BRIEF >> Could you return the lines below exactly, from the first line up to and including the line that holds "trace: wooden window frame"?

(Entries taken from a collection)
****************************************
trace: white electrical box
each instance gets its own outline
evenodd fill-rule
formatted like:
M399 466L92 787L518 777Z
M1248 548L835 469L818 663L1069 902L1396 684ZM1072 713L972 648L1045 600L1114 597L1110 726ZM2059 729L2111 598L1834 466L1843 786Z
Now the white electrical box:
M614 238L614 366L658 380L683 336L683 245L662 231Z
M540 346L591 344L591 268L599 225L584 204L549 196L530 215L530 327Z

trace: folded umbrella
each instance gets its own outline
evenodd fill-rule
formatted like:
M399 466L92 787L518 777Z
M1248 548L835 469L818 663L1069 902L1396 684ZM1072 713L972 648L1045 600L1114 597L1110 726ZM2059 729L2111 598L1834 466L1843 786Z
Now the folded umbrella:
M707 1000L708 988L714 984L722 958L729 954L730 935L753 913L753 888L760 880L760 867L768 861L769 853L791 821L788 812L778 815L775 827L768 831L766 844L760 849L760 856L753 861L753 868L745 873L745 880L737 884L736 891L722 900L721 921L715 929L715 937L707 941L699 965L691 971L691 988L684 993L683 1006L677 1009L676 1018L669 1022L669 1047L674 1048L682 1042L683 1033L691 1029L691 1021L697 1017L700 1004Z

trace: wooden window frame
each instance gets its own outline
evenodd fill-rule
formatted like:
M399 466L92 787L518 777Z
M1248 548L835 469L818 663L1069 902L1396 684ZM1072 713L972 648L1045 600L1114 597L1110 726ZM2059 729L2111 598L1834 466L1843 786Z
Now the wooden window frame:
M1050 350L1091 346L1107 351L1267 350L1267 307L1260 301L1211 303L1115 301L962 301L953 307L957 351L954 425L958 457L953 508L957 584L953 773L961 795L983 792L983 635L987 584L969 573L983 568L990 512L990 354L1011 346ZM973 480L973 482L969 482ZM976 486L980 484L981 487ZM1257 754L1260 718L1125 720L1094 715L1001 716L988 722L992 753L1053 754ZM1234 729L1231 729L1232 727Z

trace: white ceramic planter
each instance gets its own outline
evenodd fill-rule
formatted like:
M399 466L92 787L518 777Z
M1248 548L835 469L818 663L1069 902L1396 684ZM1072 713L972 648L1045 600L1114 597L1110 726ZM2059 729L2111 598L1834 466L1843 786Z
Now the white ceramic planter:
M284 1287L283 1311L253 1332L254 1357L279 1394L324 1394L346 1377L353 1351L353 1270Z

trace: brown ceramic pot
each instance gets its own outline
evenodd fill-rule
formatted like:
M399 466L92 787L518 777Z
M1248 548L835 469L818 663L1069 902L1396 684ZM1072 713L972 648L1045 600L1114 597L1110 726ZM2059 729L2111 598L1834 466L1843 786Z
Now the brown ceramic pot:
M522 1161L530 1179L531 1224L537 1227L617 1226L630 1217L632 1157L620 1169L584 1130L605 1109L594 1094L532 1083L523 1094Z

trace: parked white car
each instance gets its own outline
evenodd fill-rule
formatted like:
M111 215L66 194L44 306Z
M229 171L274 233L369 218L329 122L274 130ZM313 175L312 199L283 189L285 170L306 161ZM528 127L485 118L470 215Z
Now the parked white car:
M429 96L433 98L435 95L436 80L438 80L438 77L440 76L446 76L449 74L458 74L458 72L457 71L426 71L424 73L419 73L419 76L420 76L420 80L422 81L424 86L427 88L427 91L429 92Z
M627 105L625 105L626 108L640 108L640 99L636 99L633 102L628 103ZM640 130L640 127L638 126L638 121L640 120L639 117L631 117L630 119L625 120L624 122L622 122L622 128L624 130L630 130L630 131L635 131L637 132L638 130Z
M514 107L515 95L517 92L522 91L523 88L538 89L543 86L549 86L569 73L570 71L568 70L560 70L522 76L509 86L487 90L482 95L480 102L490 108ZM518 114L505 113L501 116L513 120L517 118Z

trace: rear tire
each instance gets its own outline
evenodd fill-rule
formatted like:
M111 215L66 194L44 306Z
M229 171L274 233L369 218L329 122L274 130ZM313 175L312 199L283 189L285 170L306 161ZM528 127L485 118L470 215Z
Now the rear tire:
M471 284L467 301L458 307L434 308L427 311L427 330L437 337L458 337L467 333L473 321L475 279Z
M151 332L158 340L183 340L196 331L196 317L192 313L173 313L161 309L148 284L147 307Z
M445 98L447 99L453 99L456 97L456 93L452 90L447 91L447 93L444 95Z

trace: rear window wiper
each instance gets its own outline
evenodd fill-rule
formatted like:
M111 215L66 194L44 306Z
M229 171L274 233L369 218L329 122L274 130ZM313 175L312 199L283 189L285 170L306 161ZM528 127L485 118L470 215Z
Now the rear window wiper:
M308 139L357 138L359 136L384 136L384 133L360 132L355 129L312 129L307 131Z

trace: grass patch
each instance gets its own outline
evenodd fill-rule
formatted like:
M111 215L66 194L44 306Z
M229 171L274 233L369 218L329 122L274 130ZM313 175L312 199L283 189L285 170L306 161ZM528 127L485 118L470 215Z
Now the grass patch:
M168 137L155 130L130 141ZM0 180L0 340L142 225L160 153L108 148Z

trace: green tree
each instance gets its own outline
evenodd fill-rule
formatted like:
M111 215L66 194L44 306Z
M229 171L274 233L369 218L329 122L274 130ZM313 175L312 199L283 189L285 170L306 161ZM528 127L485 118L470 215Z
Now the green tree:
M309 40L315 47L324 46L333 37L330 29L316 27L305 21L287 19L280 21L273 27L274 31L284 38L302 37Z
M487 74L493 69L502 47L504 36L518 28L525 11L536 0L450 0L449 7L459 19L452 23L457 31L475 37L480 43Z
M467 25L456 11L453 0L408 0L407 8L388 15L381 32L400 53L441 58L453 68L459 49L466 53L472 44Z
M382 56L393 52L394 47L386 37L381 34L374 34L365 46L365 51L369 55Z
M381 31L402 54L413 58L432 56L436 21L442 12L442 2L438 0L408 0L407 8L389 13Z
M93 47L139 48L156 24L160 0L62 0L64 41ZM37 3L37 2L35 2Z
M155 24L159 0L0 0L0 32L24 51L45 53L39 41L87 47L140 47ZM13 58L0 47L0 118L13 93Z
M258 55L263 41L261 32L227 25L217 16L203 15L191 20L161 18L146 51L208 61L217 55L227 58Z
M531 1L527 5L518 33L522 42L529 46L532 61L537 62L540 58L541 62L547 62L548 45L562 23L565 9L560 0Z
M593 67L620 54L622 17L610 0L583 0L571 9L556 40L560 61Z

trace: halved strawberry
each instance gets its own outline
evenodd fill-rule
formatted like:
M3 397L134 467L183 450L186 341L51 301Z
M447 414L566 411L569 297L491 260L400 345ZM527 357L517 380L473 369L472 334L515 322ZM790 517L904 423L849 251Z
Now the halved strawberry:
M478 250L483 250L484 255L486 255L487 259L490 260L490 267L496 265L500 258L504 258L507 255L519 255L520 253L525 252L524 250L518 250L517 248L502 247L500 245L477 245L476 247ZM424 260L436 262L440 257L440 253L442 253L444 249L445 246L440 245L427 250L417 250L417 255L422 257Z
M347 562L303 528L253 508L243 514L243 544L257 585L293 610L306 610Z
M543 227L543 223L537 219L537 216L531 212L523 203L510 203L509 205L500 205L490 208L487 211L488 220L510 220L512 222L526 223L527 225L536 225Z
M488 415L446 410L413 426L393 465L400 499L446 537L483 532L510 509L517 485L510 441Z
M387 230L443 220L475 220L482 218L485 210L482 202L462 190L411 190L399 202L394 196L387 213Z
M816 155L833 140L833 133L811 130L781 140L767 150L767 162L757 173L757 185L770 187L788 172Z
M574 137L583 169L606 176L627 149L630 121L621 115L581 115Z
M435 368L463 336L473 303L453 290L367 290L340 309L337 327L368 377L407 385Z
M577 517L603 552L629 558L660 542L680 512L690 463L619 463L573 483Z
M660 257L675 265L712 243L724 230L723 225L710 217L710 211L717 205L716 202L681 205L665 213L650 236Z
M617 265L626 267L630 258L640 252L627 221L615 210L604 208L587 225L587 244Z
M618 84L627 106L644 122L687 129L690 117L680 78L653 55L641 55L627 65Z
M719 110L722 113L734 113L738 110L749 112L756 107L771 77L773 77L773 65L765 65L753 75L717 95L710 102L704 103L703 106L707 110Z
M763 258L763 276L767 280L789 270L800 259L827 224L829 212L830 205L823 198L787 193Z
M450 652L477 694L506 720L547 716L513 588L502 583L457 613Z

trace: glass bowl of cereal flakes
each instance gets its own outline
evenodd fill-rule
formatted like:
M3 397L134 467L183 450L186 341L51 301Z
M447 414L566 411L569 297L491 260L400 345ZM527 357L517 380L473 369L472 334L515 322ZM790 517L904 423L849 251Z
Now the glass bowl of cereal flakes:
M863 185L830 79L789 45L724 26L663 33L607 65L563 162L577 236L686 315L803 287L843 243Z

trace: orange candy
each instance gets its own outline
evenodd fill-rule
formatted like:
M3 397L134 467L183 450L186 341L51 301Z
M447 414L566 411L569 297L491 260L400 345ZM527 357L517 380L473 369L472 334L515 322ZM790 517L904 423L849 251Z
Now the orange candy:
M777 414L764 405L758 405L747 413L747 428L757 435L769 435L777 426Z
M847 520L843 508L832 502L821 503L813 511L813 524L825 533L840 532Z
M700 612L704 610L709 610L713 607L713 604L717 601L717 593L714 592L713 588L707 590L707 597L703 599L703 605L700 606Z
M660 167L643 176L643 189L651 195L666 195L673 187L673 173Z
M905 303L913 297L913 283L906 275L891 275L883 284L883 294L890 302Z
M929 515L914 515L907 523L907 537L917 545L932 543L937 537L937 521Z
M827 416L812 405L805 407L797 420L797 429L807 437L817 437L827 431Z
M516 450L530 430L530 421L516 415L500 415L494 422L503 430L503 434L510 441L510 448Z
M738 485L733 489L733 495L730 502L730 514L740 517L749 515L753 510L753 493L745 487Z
****************************************
TASK RESPONSE >>
trace: white electrical box
each instance gets its own outline
evenodd fill-rule
formatted like:
M399 466L92 787L518 777Z
M1248 548L835 469L818 663L1069 902L1396 684ZM1072 713L972 648L1045 600L1114 597L1110 726ZM2059 729L2111 598L1834 466L1843 786Z
Now the white electrical box:
M614 238L614 366L658 380L683 336L683 245L662 231Z
M540 346L591 344L591 268L599 225L584 204L549 196L530 215L530 327Z

trace: folded umbrella
each instance gets its own outline
evenodd fill-rule
formatted like:
M399 466L92 787L518 777Z
M1248 548L835 469L818 663L1069 902L1396 684ZM1072 713L972 648L1045 600L1114 597L1110 726ZM2059 729L2111 598L1834 466L1843 786Z
Now the folded umbrella:
M707 1000L708 988L714 984L722 958L729 954L730 935L753 913L753 888L760 880L760 867L768 861L769 853L791 821L788 812L778 815L775 827L768 831L766 844L760 849L760 856L753 861L753 868L745 873L745 880L737 884L736 891L722 900L721 921L715 929L715 937L707 941L699 965L691 971L691 988L684 993L683 1006L677 1009L676 1018L669 1022L669 1047L674 1048L682 1042L683 1033L691 1029L691 1021L697 1017L700 1004Z

trace: wooden window frame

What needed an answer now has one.